(Recorded data)
====
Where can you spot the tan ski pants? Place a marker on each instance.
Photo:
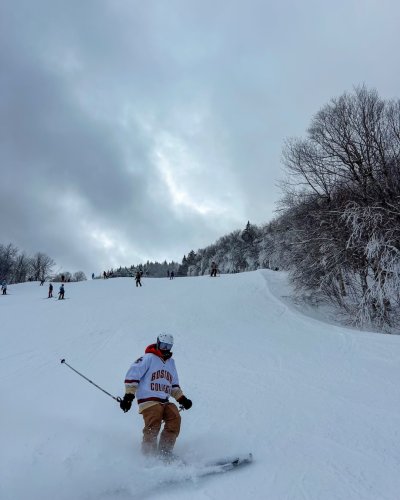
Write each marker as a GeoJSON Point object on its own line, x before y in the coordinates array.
{"type": "Point", "coordinates": [153, 418]}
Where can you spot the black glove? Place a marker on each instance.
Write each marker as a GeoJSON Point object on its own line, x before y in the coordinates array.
{"type": "Point", "coordinates": [126, 403]}
{"type": "Point", "coordinates": [185, 402]}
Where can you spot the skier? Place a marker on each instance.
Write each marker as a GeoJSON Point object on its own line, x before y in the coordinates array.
{"type": "Point", "coordinates": [61, 292]}
{"type": "Point", "coordinates": [153, 378]}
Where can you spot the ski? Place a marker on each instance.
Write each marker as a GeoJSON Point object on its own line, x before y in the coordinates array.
{"type": "Point", "coordinates": [226, 464]}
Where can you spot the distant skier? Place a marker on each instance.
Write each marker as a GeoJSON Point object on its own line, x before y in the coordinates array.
{"type": "Point", "coordinates": [61, 292]}
{"type": "Point", "coordinates": [153, 378]}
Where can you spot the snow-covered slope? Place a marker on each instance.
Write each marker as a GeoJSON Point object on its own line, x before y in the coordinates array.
{"type": "Point", "coordinates": [318, 405]}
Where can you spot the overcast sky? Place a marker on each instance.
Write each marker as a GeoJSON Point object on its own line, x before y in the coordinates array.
{"type": "Point", "coordinates": [134, 130]}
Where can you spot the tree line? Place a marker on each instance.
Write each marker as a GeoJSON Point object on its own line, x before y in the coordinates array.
{"type": "Point", "coordinates": [337, 229]}
{"type": "Point", "coordinates": [18, 267]}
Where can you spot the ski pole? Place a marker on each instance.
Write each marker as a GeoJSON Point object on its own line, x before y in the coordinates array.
{"type": "Point", "coordinates": [98, 387]}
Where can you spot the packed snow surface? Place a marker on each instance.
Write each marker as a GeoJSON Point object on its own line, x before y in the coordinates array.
{"type": "Point", "coordinates": [317, 404]}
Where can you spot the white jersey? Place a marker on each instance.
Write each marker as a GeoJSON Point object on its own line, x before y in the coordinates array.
{"type": "Point", "coordinates": [151, 378]}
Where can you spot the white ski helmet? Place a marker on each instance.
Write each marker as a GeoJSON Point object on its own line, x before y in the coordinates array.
{"type": "Point", "coordinates": [165, 341]}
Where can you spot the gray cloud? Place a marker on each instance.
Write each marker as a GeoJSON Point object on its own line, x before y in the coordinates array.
{"type": "Point", "coordinates": [133, 131]}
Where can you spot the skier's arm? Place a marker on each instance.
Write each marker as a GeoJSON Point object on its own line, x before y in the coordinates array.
{"type": "Point", "coordinates": [135, 374]}
{"type": "Point", "coordinates": [176, 391]}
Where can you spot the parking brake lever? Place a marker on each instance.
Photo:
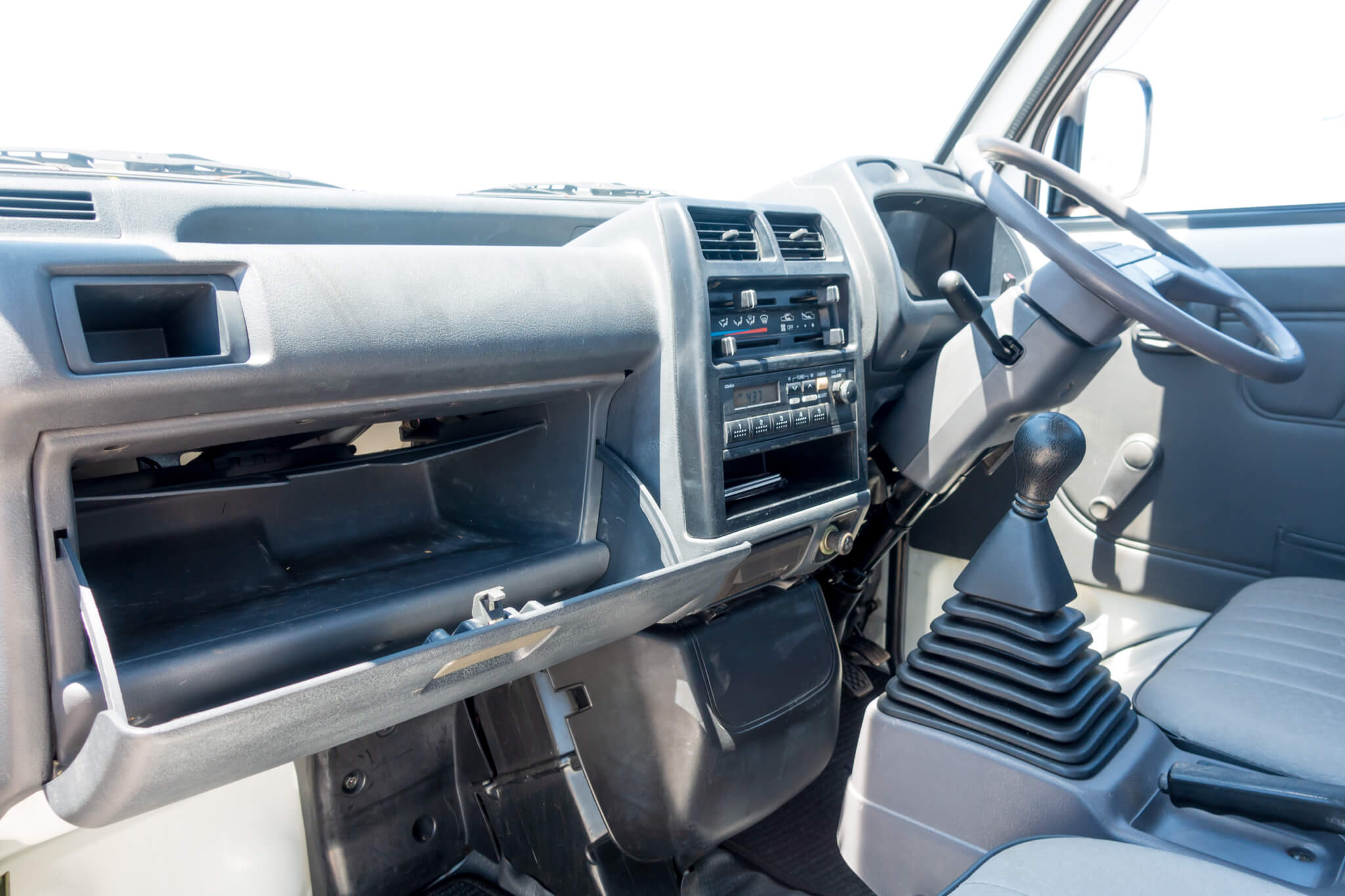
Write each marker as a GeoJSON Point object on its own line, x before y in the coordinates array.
{"type": "Point", "coordinates": [965, 303]}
====
Reproduce everything from the line containing "Where can you spot the tree" down to the last line above, both ends included. Leave the pictures out of your answer.

**The solution**:
Where can you spot the tree line? Place a marker on each instance.
Write each marker as a GeoJSON Point object on its own line, x before y in the coordinates array.
{"type": "Point", "coordinates": [337, 229]}
{"type": "Point", "coordinates": [18, 267]}
Where can you spot the ski pole? Place a marker on each instance.
Write each marker as a GeoJSON Point object on its own line, x before y in the coordinates array.
{"type": "Point", "coordinates": [98, 387]}
Where can you spot the packed snow surface? Place a marker on each instance.
Write each marker as a GeoJSON Point object on its own line, x before y in the coordinates array.
{"type": "Point", "coordinates": [317, 404]}
Where can you spot the white jersey? Place a marker on each instance.
Write each marker as a GeoJSON Point object on its own line, x before y in the coordinates array.
{"type": "Point", "coordinates": [151, 378]}
Where can you spot the white ski helmet? Place a marker on each instance.
Write each marker as a GeoJSON Point object on its own line, x before y in the coordinates array.
{"type": "Point", "coordinates": [165, 341]}
Where can you spot the gray cloud? Place a marker on each instance.
Write each marker as a GeoJSON Point object on its own line, x before y in the coordinates array.
{"type": "Point", "coordinates": [133, 131]}
Where can you spot the skier's arm? Place a marker on each instance.
Write each marker as a GeoJSON Point object on its own line, x before y in the coordinates array.
{"type": "Point", "coordinates": [135, 374]}
{"type": "Point", "coordinates": [176, 391]}
Where can you spot the parking brake lever? Place a marker on each instance.
Photo:
Write each marker as a GeoJSON Point object on its own line, x before y in the coordinates array.
{"type": "Point", "coordinates": [965, 303]}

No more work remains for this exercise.